* WORK INSTRUCTIONS: From the line containing "Pointing guideline: for each instance of the balcony" to the end of the listing, write out every line exactly; leave out everything else.

START GIVEN DATA

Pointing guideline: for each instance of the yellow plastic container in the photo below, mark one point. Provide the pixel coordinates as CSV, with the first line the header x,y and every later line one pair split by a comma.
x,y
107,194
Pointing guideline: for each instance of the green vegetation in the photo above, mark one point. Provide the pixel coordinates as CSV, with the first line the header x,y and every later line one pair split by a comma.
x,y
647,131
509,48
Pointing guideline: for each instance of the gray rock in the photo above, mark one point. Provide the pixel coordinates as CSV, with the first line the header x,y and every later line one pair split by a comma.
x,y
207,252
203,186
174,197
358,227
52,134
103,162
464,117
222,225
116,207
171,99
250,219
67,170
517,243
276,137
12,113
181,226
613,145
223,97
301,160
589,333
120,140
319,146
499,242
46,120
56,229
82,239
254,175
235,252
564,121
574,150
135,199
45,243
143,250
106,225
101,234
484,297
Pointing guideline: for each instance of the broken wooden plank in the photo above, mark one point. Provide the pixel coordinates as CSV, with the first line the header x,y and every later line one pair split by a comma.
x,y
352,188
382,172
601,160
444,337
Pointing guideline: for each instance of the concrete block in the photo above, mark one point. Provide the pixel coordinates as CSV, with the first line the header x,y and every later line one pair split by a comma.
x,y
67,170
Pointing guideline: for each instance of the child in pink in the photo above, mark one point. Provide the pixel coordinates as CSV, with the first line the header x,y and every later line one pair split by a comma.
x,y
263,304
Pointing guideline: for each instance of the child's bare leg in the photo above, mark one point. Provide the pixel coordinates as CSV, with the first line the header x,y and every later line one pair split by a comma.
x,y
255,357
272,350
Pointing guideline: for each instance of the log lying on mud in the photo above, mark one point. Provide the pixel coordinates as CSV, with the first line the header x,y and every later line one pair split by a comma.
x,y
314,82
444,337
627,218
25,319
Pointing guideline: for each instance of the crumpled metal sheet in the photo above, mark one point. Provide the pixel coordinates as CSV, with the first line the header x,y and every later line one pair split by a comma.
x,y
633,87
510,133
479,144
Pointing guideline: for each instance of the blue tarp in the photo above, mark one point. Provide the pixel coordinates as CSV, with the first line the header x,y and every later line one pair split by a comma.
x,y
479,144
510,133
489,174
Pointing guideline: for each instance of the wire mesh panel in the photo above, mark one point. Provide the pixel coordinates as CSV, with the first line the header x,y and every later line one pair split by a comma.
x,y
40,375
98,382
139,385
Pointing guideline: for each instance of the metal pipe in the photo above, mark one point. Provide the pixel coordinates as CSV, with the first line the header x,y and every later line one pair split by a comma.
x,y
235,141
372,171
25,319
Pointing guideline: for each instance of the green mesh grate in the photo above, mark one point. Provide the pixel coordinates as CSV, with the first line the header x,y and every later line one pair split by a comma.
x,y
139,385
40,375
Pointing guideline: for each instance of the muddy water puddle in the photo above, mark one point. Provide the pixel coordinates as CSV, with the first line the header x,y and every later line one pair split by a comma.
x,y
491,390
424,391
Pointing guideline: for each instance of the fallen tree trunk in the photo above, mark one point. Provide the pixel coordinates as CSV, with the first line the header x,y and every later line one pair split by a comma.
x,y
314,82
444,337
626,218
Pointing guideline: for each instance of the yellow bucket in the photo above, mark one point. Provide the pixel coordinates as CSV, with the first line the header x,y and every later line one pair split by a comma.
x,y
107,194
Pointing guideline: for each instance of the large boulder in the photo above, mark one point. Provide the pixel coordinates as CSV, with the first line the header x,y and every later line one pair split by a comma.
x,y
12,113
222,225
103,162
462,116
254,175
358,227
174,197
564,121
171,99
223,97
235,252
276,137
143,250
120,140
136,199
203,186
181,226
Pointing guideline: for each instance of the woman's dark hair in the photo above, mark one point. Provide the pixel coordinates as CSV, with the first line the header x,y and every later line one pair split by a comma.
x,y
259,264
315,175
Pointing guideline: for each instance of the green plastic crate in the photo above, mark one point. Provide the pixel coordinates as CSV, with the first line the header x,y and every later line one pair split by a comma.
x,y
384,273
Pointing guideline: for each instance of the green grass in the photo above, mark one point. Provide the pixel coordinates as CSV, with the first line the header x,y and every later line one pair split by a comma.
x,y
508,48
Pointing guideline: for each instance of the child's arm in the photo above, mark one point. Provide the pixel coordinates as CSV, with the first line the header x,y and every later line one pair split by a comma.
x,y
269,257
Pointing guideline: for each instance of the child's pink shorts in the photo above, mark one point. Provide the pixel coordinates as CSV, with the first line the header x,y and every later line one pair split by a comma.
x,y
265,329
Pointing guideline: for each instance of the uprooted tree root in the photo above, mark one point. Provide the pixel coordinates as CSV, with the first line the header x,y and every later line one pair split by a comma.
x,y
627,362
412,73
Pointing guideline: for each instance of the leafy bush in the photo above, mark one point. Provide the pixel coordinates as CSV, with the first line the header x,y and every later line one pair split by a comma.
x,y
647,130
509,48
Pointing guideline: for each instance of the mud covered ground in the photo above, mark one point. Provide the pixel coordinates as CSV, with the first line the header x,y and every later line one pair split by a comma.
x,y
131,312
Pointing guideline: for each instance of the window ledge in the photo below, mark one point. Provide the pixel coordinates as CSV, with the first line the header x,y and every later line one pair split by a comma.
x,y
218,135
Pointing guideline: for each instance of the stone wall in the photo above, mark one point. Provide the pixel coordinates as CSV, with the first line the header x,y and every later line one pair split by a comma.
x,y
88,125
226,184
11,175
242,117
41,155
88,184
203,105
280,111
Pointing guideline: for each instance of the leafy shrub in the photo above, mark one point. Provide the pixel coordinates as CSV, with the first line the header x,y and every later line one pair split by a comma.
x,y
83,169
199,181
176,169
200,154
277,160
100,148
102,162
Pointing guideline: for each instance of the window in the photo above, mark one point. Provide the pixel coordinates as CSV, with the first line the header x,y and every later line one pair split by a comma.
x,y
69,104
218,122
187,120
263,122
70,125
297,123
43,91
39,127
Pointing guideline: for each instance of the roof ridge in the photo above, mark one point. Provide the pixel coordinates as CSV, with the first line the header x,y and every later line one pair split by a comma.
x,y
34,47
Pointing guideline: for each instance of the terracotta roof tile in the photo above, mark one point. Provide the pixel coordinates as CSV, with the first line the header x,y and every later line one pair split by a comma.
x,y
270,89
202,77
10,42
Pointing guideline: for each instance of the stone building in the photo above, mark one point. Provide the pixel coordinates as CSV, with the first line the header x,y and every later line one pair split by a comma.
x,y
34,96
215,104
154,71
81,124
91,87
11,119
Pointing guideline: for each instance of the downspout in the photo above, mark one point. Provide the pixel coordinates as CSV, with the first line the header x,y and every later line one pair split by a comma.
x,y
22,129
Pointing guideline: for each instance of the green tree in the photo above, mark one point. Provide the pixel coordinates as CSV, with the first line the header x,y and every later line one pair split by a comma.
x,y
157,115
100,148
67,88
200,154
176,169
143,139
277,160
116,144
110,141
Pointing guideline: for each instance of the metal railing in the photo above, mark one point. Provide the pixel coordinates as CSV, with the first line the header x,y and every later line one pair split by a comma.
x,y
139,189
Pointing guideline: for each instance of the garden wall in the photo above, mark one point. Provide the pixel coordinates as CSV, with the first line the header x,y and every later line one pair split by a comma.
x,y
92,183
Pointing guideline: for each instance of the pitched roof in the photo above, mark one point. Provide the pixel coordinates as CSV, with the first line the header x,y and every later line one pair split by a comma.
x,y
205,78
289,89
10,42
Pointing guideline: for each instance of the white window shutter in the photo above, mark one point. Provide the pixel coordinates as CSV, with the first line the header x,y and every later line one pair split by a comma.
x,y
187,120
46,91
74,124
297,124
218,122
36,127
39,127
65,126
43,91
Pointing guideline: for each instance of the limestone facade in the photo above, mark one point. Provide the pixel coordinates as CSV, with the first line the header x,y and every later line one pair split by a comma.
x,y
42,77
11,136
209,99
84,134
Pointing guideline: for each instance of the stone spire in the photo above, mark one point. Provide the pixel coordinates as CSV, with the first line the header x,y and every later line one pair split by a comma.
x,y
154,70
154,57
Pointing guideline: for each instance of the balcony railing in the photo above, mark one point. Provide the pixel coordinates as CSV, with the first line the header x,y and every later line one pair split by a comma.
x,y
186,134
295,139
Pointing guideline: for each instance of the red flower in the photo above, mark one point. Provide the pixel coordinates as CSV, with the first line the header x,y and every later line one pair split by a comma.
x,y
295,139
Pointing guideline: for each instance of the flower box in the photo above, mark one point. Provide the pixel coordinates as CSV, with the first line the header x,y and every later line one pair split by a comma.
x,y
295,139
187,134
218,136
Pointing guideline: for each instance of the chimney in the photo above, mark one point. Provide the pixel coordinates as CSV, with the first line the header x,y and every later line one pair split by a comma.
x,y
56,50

END GIVEN DATA

* RESULT FOR THIS TASK:
Pointing guideline: for each instance of the balcony railing in the photo above, mark one point. Provide the pixel coordinates as CSV, with the first line the header x,y and every later line one pair split by a comma.
x,y
186,134
295,139
Pointing guideline: for each instance of the red flower in the photo above, mark one point. Provide the pixel coordinates as CSV, with the first line the header x,y and every later line one pair split by a comma.
x,y
295,139
Pointing guideline: for each instance of the flower box in the photo above, mark one point. Provide the pixel coordinates as CSV, with the first line the header x,y and every later line one pair split by a comma.
x,y
295,139
187,134
218,136
Pointing guideline: for each instance of the chimney in the photo above, mark one point. Provide the pixel coordinates as CSV, with the first line the header x,y and every later line one pair split by a comma.
x,y
56,50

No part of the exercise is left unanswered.